Nothing is needed except the lines below that run from the one with "sample for one instance: <point>330,349</point>, one" through the one with "point at the eyeglasses", repeated exactly.

═══ Extracted data

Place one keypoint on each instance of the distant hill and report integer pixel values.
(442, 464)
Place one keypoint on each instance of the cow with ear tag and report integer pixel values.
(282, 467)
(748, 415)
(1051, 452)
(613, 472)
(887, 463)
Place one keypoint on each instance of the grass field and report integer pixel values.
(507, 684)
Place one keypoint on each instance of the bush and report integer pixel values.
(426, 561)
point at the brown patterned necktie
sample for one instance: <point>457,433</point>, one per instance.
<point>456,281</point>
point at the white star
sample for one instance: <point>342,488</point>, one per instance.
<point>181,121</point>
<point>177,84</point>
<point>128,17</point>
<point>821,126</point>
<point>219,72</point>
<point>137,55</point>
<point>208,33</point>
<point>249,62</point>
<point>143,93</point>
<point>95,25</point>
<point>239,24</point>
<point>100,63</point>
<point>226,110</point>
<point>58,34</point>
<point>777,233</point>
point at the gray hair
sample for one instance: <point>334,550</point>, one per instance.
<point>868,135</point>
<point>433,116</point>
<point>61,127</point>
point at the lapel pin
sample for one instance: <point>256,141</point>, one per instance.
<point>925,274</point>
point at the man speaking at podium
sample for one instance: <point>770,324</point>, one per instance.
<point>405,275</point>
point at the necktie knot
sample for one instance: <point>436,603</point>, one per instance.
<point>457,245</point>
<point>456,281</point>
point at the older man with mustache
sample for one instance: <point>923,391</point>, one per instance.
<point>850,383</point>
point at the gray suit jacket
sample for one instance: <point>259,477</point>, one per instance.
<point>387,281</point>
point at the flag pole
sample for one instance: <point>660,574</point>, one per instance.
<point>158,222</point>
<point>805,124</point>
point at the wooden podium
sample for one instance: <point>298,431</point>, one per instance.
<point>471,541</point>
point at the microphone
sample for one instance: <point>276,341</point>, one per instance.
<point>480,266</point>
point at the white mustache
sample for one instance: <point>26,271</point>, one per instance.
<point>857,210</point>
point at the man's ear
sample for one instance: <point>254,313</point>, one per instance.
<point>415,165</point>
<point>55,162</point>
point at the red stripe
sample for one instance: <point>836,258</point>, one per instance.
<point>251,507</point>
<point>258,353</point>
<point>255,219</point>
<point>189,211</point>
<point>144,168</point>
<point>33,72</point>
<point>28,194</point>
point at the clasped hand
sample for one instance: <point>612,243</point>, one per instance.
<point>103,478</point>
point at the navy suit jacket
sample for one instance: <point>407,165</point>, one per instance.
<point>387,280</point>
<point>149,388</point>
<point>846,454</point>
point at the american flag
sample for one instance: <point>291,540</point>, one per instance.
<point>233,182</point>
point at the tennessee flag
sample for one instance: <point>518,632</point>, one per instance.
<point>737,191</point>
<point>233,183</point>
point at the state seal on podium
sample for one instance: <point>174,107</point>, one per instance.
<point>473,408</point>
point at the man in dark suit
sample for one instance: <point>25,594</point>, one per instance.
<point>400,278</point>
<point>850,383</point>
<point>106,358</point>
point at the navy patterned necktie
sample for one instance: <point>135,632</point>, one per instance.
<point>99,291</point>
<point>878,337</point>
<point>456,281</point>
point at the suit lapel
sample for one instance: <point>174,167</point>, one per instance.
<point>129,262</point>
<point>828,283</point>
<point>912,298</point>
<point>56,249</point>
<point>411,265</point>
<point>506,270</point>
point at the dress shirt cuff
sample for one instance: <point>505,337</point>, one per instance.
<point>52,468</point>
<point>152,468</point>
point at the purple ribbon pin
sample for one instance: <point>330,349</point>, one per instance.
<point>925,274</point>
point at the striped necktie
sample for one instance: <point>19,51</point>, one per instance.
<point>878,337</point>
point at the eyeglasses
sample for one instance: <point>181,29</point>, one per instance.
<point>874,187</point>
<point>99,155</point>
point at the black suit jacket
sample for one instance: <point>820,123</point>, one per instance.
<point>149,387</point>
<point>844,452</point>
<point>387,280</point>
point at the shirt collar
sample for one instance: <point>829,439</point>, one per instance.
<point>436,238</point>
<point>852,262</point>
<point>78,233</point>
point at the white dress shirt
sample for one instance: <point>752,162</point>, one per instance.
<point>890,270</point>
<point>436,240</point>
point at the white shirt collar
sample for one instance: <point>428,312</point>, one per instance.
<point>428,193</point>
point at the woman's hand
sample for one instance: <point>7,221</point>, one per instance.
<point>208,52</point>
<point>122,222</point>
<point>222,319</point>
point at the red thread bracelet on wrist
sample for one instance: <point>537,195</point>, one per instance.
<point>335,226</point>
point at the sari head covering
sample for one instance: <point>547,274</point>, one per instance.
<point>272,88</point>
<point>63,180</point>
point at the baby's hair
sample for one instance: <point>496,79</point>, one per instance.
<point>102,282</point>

══════

Exercise response —
sample for one instance: <point>330,349</point>, one per instance.
<point>925,274</point>
point at the striped necktie
sample for one instance: <point>19,51</point>, one per instance.
<point>878,337</point>
point at the eyeglasses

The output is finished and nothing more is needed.